» **Extracted records**:
────────────────────

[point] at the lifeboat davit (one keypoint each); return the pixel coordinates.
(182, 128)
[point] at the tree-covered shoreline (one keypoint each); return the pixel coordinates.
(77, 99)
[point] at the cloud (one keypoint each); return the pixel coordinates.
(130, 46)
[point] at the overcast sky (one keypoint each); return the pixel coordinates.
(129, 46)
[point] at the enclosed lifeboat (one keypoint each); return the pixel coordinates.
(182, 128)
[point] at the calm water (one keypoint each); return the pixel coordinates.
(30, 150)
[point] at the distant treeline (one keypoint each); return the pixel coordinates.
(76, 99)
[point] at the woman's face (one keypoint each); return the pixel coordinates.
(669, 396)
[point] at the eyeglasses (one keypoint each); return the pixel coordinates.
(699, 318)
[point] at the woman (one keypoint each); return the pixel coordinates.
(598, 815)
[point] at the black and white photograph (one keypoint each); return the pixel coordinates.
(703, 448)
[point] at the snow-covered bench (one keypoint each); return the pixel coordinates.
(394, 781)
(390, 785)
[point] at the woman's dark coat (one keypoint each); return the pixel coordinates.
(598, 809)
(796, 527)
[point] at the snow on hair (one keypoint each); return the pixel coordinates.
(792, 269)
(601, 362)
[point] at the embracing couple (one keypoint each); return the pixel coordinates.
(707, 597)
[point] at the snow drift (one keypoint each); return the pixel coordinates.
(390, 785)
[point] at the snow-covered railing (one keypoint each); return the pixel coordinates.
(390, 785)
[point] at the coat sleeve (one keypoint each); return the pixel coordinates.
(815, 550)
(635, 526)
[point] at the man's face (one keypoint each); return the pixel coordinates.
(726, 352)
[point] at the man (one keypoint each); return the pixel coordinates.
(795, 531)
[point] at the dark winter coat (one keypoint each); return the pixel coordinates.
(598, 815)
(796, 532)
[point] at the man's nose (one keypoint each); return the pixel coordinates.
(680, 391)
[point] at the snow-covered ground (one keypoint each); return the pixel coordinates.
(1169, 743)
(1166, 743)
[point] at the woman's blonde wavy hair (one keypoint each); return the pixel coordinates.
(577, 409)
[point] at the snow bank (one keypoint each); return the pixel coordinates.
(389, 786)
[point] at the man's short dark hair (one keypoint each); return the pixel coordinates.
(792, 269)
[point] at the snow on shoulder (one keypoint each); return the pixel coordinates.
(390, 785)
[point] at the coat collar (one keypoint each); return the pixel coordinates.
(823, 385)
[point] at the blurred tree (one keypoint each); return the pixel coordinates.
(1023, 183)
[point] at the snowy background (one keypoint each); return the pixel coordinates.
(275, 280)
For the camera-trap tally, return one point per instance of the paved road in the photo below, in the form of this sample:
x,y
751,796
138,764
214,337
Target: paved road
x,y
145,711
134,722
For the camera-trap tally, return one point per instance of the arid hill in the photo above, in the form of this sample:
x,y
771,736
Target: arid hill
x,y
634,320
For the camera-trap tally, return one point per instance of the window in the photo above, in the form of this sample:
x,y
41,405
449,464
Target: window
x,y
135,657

────────────────────

» **Exercise prompt**:
The answer must be an exact reproduction of all the records.

» **Result of this task**:
[point] at the lifeboat davit (one keypoint each); return the pixel coordinates.
(182, 128)
[point] at the tree-covered shoreline (one keypoint each); return the pixel coordinates.
(77, 99)
[point] at the cloud (one keypoint each); return the pixel coordinates.
(130, 46)
[point] at the overcast sky (one keypoint each); return the pixel coordinates.
(129, 46)
[point] at the enclosed lifeboat (one keypoint each); return the pixel coordinates.
(182, 128)
[point] at the calm water (one keypoint each); return the pixel coordinates.
(30, 150)
[point] at the distant treeline (one keypoint each); return the pixel coordinates.
(76, 99)
[point] at the woman's face (one keypoint each); return the pixel coordinates.
(669, 396)
[point] at the eyeglasses (one keypoint each); return the pixel coordinates.
(699, 318)
[point] at the woman (one keypoint each); return the pixel coordinates.
(598, 815)
[point] at the black and white photograph (one keypoint each); return the pixel coordinates.
(703, 448)
[point] at the snow-covered bench (one keypoint each); return the pixel coordinates.
(394, 781)
(390, 785)
[point] at the woman's dark coat (one keypoint each); return the pixel coordinates.
(598, 809)
(796, 527)
[point] at the snow on hair (one keypoint each); return the pixel coordinates.
(792, 269)
(601, 362)
[point] at the embracing couple (one keypoint each); return the pixel coordinates.
(707, 597)
[point] at the snow drift (one keypoint each); return the pixel coordinates.
(390, 785)
[point] at the snow-covered railing (one keypoint each); return the pixel coordinates.
(390, 785)
[point] at the coat sleeve (one keypoint each); return the pixel coordinates.
(815, 550)
(635, 526)
[point] at the man's face (one keypoint each); return the pixel coordinates.
(726, 352)
[point] at the man (one keypoint each); return the pixel coordinates.
(795, 531)
[point] at the dark winter coat (one keypoint each); return the pixel coordinates.
(598, 815)
(796, 532)
[point] at the man's nose (one keypoint each); return the pixel coordinates.
(680, 391)
[point] at the snow-covered ground (one keypoint each); return the pixel coordinates.
(1169, 743)
(1166, 743)
[point] at the woman's blonde wavy hair (one keypoint each); return the pixel coordinates.
(577, 409)
[point] at the snow bank (one keypoint each); return the pixel coordinates.
(389, 786)
[point] at the man's short dark hair (one keypoint each); return the pixel coordinates.
(792, 269)
[point] at the snow on shoulder (one keypoint each); return the pixel coordinates.
(390, 785)
[point] at the coat collar (one keypoint each); return the pixel coordinates.
(823, 385)
[point] at the blurred tree (one keypoint each); return the pixel coordinates.
(1023, 183)
[point] at the snowy background (one keypoint each); return the pixel coordinates.
(275, 280)
For the camera-trap tally, return one point per instance of the paved road in the photo below, in the form of this sample:
x,y
751,796
138,764
214,337
Target: paved road
x,y
145,711
134,722
For the camera-trap tally, return one point per instance of the arid hill in the photo above, in the form of this sample:
x,y
771,736
Target: arid hill
x,y
634,320
For the camera-trap tally, return one point per instance of the window in the photo above, in the form of this sample:
x,y
41,405
449,464
Target: window
x,y
135,657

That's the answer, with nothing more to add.